### Exercise a:
In the blog post on beer trading below, what term names a trophy beer that is prized for its rarity?

--- BEGIN Source excerpt ---

Trade Flagships, Not Whales
Beer is a luxury. An accessible luxury like a movie ticket or restaurant visits, but a luxury nonetheless. It’s really difficult for me to splurge up to fifteen dollars on a 22 oz. bomber of beer unless I’m sure of the brewery’s quality or the style makes the price worth it (imperial stout or gueuze). I much prefer making a decorative mix-six for the same cost, giving me more beers to experience all at once. The love of finding new beers is what led me to beer trading in the first place.
There are tiers of people who are willing to take extra steps to find new beers. Some people will jump to a beer festival that has up to 60+ beers on tap. Others will start hosting beer shares so locals finally have an opportunity to pull out beers from the cellar. Beer trading is usually the last step toward craft beer exploration, having an underground community and terminology for sending beer to one another. I’ve started to notice the need for beer trading is less about sharing and more about “whales.”
A “whale” is a trophy beer; defined by its rarity due to limited or experimental production becoming a highly desired commodity. Popular examples include Trappist Westvleteren 12 (XII), Westbrook Mexican Cake and The Lost Abbey’s Duck Duck Gooze. The beer trading community is starting to create new whales every month because of the influx of new breweries and you never know what becomes a whale until the dust blows over.
The problem I have with this practice is that it can make big annual beers impossible to find. Heavy hitters such as Fremont’s The Rusty Nail, KBS by Founders, and Cigar City’s Hunahpu will get snatched up the day they are dropped at bottle shops or hoarded from festivals.
I started to leave Facebook beer trading groups because they were about trading whales only. I would see one “Let’s trade local stouts/IPAs” post out of about 30 posts asking for the equivalent of Morning Wood, Abraxas or PsuedoSue. Beer trading can give you incredible beers beyond your reach, but there’s always a lingering shadow of doubt. I imagine we all know one beer we happen to not like that everyone else just adores.
Every beer drinker will take that one loss not enjoying an 8 oz. pour of the rare, barrel-aged sour at the taproom. It’s another thing to blow $60 on an unsatisfying trade, plus an additional $20 from shipping costs. And you never just trade a single beer. There are useful Styrofoam containers to ship six-twelve bombers snugly, yet I’ve seen people post their hauls featuring fifteen rare, pricey beers.
Why should I buy a Cantillon Blåbær Lambic off the secondary market, when I’ve never had the standard Cantillon 100% Kriek in the first place? This is what causes the secondary market to balloon prices to exuberant amounts. Some breweries like Toppling Goliath have ended up selling their own beers at similar prices just to make sure the money circles back to those who made it.
When you put one beer on a pedestal, you slowly discount the rest of what that brewery makes. That’s why I ask for the beer trading community this one simple plea:
Trade flagships, not whales. Isn’t year-round beer a better identifier of a brewery’s quality?

--- END Source excerpt ---
--- BEGIN Task material ---

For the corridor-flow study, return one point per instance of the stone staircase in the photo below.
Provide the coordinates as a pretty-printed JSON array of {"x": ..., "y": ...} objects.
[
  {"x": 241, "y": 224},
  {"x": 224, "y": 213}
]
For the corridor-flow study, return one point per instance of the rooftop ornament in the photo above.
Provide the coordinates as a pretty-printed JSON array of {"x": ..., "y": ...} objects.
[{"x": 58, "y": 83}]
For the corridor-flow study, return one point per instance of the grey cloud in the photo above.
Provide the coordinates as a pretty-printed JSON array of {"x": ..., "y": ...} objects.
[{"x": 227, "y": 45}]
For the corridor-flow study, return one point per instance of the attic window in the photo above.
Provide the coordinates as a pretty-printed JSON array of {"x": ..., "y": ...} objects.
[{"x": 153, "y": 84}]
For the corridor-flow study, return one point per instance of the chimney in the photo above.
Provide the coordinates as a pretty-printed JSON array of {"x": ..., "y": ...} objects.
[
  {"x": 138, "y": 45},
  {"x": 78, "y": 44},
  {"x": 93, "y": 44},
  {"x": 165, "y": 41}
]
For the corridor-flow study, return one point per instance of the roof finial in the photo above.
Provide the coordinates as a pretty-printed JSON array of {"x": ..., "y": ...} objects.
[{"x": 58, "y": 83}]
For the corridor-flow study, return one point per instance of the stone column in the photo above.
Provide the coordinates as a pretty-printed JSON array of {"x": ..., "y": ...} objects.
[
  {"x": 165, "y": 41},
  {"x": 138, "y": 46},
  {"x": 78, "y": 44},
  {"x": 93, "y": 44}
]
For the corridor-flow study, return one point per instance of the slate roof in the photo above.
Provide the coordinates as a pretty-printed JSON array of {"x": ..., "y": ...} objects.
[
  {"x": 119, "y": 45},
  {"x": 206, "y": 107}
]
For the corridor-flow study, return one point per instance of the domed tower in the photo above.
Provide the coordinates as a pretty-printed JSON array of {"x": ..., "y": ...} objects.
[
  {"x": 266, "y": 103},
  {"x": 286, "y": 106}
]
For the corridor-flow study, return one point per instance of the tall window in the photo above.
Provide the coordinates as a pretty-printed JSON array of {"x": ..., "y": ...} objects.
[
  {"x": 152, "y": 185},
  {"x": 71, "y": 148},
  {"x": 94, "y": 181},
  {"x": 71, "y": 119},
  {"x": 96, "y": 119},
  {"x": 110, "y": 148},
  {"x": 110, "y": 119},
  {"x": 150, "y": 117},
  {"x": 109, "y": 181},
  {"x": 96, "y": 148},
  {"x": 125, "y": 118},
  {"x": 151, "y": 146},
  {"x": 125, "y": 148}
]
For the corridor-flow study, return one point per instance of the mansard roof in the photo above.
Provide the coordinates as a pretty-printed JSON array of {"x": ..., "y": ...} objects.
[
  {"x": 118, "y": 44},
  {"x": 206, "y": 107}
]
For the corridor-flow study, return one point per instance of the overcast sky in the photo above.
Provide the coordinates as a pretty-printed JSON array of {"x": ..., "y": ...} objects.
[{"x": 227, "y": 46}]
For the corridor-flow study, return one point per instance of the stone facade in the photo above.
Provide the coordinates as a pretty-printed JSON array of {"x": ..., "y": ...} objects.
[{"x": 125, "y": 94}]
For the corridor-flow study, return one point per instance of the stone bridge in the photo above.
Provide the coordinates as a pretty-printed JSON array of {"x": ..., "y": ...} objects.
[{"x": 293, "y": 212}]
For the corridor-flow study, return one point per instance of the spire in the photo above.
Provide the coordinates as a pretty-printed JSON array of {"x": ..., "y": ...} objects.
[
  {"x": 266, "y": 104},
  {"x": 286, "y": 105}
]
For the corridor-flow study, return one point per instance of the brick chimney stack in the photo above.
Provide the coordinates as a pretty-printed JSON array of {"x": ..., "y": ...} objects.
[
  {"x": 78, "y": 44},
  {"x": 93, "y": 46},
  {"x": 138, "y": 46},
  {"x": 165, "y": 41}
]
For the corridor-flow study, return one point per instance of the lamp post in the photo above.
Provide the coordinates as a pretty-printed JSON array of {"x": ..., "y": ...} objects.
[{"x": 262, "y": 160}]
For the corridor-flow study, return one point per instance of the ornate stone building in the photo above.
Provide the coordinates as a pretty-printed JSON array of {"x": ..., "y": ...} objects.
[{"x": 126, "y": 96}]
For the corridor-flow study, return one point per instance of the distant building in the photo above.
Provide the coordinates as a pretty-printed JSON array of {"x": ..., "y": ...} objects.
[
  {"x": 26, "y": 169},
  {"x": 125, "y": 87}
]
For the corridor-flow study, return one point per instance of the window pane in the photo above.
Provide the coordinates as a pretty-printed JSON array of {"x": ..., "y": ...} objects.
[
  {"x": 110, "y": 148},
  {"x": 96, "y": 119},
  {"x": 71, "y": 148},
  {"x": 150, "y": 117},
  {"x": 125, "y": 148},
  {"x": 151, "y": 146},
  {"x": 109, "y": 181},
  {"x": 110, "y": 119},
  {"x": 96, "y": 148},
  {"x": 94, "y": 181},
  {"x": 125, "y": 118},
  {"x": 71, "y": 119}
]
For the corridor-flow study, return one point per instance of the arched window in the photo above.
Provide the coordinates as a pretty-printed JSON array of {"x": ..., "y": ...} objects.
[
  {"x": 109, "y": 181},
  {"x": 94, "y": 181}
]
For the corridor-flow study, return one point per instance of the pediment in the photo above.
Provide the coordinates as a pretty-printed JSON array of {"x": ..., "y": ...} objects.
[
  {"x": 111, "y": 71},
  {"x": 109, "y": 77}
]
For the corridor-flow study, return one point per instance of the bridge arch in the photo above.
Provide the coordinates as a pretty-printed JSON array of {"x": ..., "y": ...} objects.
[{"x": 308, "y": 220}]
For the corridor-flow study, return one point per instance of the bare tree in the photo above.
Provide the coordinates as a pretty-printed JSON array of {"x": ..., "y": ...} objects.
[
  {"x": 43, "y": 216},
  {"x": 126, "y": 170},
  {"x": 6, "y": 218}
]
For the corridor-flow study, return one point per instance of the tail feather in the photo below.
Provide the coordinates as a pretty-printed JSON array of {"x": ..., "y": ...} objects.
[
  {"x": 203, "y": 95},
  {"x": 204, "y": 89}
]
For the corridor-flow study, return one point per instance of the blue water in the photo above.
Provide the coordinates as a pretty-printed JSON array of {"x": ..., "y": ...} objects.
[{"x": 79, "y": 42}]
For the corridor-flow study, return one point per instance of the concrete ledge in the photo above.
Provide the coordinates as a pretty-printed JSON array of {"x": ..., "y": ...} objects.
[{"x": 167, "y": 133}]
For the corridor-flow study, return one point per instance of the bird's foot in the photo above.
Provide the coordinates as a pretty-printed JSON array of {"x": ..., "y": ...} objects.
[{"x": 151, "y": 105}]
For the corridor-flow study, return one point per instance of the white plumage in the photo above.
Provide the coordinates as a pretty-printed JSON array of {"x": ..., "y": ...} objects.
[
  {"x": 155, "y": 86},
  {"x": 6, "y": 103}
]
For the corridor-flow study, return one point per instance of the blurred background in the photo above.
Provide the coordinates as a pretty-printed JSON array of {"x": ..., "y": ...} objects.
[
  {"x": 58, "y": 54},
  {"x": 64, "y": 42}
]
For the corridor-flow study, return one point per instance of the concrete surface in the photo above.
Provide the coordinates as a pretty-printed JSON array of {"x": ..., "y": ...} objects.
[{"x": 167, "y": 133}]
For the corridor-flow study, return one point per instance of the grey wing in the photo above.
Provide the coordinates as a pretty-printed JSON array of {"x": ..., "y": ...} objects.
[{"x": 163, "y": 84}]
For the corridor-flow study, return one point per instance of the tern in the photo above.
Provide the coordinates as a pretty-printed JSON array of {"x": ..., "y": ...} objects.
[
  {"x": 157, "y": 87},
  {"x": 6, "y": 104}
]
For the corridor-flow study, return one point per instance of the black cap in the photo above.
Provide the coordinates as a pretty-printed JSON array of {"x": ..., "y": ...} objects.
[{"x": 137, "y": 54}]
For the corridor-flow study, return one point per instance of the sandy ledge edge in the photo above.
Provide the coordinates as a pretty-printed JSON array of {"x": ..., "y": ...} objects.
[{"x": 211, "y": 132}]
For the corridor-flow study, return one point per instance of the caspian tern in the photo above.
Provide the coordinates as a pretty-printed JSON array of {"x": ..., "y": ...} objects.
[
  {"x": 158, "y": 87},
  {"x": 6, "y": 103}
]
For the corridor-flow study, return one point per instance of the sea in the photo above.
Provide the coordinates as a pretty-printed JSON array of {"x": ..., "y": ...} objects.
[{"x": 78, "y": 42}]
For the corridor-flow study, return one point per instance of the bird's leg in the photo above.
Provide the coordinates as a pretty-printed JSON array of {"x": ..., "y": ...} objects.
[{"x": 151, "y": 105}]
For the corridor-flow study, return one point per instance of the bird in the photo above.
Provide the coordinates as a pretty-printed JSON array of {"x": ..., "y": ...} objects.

--- END Task material ---

### Exercise b:
Write out every row from the line containing "caspian tern in the photo above." down to the final row, including both ends, with each line reproduced unchanged.

### Expected output a:
A "whale."

### Expected output b:
For the corridor-flow study, return one point per instance of the caspian tern in the photo above.
Provide the coordinates as a pretty-printed JSON array of {"x": ..., "y": ...} objects.
[
  {"x": 158, "y": 87},
  {"x": 6, "y": 103}
]
For the corridor-flow study, return one point per instance of the sea in the photo above.
Provide the coordinates as a pretty-printed JSON array of {"x": ..., "y": ...} objects.
[{"x": 78, "y": 42}]
For the corridor-flow study, return one point per instance of the bird's leg in the photo above.
Provide the coordinates as a pretty-printed JSON array of {"x": ..., "y": ...} objects.
[{"x": 151, "y": 105}]
For the corridor-flow study, return one point per instance of the bird in the photo above.
Provide the coordinates as a pretty-printed JSON array of {"x": ..., "y": ...} objects.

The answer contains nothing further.